↓

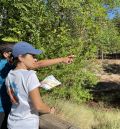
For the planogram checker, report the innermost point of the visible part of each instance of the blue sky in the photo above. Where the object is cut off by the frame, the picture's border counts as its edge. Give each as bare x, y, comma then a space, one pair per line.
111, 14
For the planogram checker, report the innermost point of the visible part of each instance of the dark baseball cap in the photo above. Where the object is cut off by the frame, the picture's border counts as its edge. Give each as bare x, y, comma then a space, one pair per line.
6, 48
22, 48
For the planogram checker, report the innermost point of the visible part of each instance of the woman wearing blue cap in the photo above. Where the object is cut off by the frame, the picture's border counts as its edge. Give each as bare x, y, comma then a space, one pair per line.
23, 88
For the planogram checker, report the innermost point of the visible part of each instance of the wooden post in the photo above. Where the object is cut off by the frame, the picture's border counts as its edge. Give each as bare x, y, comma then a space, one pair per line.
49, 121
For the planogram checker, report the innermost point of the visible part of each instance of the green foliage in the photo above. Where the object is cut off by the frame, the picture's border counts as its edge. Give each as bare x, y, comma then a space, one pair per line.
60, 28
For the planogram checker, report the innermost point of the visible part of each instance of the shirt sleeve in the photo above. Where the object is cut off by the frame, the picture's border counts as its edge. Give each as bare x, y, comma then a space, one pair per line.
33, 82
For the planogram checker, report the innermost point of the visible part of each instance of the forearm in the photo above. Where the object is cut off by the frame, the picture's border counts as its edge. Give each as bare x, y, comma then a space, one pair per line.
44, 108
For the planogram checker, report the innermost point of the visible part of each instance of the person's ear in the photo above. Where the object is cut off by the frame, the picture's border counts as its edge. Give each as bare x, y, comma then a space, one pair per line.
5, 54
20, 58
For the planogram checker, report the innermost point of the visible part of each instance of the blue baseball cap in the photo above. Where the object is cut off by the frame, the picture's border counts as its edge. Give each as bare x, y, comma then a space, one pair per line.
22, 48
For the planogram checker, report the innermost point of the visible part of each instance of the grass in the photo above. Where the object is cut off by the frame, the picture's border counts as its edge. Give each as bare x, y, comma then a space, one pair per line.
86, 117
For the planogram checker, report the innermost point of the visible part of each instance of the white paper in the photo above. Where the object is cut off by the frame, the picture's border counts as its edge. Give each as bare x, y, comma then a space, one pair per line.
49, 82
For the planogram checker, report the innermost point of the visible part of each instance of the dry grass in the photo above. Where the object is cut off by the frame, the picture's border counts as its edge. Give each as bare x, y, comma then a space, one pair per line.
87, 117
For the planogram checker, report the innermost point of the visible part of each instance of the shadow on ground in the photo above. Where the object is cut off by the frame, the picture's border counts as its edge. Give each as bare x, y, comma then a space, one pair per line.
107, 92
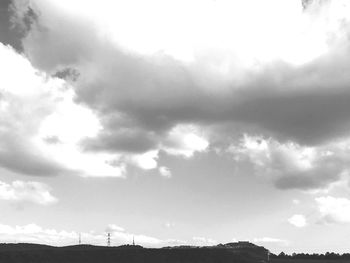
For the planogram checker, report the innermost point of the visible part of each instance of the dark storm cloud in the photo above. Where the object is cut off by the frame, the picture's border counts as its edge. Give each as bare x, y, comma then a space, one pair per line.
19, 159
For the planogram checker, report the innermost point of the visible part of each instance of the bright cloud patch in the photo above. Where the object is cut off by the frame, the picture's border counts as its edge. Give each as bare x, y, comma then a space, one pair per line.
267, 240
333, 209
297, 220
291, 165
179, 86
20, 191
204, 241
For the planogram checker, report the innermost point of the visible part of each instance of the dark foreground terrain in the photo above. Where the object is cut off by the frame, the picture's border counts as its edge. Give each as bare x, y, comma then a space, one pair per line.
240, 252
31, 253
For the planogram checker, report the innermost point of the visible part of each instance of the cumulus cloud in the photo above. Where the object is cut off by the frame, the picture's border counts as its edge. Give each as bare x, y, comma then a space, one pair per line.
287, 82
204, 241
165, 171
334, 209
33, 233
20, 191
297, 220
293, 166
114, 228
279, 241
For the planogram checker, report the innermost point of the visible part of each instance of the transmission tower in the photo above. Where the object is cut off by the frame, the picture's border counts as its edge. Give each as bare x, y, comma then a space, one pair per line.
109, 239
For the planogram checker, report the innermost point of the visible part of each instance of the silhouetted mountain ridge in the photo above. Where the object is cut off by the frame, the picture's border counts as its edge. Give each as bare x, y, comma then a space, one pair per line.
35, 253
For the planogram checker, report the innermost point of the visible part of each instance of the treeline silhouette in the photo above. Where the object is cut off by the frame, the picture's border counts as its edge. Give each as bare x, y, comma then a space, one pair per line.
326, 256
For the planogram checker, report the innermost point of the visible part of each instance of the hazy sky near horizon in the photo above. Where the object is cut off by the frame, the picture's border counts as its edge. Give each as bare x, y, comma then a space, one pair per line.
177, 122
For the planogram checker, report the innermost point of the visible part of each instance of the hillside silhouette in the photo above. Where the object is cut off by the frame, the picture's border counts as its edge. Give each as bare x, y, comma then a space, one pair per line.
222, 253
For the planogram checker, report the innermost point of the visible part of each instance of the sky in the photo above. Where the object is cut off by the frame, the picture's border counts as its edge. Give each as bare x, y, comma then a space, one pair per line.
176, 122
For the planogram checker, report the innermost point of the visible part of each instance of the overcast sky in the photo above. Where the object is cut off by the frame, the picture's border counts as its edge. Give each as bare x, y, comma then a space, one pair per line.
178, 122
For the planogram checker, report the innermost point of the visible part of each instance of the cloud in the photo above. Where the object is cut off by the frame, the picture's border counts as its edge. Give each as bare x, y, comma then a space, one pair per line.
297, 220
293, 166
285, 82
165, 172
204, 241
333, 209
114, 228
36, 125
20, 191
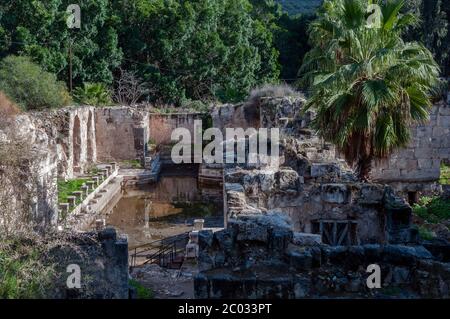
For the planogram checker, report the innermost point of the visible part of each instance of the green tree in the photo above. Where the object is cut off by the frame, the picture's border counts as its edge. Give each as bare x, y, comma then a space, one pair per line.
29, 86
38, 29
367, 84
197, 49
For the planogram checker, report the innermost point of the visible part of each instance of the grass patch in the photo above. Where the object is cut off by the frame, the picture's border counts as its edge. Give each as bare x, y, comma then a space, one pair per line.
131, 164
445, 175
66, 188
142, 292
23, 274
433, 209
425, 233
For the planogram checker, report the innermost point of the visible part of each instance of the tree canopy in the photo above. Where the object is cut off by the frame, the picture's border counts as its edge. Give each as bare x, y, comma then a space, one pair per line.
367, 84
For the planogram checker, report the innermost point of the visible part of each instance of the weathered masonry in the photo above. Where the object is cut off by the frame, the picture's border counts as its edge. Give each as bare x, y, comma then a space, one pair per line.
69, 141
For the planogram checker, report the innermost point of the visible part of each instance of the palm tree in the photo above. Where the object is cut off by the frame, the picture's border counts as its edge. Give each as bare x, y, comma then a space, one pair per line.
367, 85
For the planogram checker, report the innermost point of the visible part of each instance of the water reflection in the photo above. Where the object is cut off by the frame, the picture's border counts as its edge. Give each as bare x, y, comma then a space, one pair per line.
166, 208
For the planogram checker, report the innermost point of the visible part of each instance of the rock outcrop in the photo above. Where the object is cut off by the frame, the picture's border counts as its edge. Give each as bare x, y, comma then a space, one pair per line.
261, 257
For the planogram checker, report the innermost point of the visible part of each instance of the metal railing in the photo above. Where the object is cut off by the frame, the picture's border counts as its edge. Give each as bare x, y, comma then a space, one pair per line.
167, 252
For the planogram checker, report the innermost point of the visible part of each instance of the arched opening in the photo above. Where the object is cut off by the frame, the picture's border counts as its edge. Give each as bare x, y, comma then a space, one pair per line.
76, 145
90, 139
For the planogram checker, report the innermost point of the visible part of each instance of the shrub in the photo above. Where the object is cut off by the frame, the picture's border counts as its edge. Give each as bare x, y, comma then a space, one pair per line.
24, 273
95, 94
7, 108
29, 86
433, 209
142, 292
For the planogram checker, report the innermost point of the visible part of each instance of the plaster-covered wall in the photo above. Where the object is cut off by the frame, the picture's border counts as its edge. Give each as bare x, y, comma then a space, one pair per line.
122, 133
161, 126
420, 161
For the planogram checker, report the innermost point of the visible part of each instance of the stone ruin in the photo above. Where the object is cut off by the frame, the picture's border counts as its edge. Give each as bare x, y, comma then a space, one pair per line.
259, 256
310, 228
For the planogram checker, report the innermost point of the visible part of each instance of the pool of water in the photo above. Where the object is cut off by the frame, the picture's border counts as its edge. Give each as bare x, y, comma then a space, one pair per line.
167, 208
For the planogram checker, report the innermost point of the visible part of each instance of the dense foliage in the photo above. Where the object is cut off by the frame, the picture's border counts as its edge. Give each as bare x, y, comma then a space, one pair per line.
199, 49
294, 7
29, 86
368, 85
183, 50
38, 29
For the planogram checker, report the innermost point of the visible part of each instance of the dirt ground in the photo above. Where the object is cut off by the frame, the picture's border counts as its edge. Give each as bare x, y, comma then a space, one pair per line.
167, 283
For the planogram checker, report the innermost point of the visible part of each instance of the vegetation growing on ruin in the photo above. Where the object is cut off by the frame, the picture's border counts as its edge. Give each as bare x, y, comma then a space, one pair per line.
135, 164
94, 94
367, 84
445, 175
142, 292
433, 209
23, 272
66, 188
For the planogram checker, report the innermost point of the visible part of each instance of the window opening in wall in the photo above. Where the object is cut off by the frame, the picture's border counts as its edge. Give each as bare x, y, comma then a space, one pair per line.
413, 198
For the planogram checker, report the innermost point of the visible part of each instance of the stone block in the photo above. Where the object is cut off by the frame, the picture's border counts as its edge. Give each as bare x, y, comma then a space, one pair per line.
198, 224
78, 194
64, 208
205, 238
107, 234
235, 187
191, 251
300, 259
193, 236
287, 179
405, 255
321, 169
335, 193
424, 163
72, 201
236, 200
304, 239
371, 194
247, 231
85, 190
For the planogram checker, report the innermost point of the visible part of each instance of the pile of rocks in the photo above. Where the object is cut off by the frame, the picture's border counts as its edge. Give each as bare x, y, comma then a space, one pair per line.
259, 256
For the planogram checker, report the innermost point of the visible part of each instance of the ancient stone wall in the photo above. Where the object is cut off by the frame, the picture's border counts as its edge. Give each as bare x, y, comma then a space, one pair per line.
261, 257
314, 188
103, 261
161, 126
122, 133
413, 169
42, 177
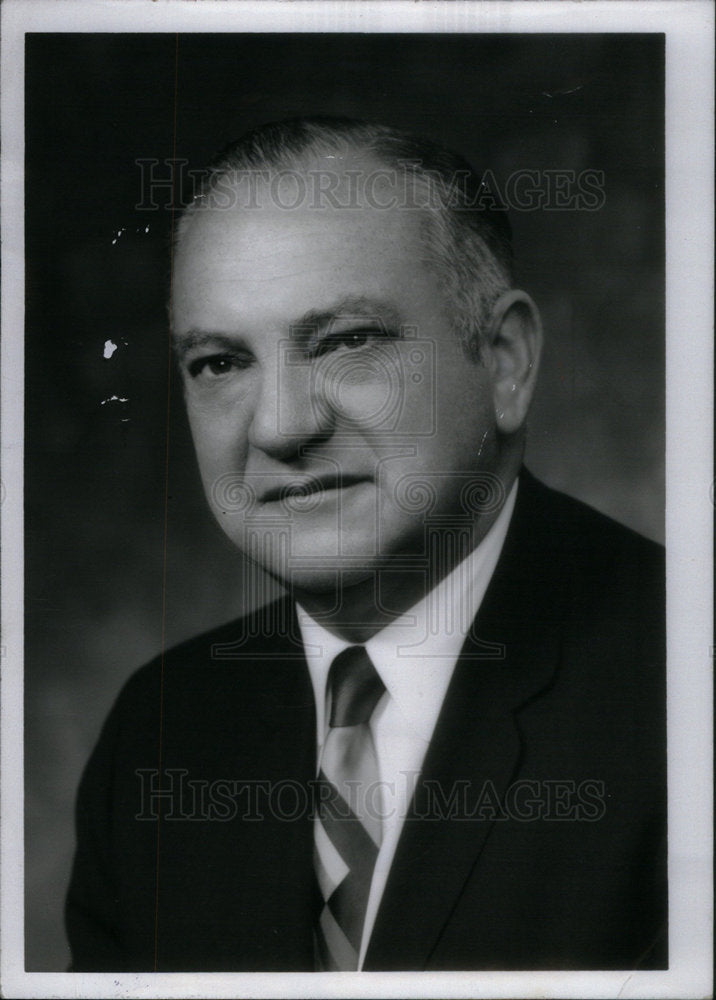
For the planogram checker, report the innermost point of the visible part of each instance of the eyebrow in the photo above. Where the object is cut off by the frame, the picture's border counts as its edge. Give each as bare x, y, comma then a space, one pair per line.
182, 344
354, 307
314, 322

↑
↓

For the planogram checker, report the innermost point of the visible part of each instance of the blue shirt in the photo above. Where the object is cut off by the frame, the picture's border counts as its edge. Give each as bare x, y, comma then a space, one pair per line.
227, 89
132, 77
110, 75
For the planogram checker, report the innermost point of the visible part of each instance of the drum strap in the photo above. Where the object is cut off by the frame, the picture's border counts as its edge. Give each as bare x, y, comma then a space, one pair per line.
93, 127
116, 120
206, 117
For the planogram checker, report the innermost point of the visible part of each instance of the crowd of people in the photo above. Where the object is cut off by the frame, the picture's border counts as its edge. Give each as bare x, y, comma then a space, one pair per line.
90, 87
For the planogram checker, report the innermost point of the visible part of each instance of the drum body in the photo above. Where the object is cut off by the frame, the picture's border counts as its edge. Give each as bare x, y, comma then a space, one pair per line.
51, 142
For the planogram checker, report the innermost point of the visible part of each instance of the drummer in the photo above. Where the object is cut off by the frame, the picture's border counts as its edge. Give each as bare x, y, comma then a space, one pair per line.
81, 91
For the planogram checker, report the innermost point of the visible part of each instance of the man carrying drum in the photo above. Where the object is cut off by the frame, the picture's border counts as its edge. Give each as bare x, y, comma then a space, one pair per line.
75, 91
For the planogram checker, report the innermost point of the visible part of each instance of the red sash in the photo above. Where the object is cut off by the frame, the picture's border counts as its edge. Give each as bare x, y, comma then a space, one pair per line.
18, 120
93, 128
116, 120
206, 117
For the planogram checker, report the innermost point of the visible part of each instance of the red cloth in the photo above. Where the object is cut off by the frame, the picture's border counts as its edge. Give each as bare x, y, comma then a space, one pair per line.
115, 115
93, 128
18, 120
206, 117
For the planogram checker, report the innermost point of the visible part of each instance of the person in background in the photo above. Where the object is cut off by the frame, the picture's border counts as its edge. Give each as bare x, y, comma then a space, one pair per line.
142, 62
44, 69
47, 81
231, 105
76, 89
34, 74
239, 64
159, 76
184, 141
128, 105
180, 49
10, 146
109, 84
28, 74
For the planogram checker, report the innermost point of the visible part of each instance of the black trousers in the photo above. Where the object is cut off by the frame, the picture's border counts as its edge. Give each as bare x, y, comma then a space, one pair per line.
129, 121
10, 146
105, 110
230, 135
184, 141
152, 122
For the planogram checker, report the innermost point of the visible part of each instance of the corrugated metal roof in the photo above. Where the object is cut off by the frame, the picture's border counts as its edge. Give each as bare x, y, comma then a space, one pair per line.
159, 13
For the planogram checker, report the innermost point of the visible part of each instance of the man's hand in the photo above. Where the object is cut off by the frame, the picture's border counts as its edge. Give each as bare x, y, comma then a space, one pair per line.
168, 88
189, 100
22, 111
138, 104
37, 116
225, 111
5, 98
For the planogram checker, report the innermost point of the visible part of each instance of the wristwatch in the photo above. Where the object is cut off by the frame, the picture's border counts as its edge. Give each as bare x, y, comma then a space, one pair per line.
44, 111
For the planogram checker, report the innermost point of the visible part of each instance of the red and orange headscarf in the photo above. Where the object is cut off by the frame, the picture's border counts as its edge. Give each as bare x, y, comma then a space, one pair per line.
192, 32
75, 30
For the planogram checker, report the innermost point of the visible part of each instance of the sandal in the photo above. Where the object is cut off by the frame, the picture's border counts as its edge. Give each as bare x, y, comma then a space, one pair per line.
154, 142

↑

** Set exercise **
State how many lines of the listing contain the word "opening". Reply with the number alone.

** Solution **
2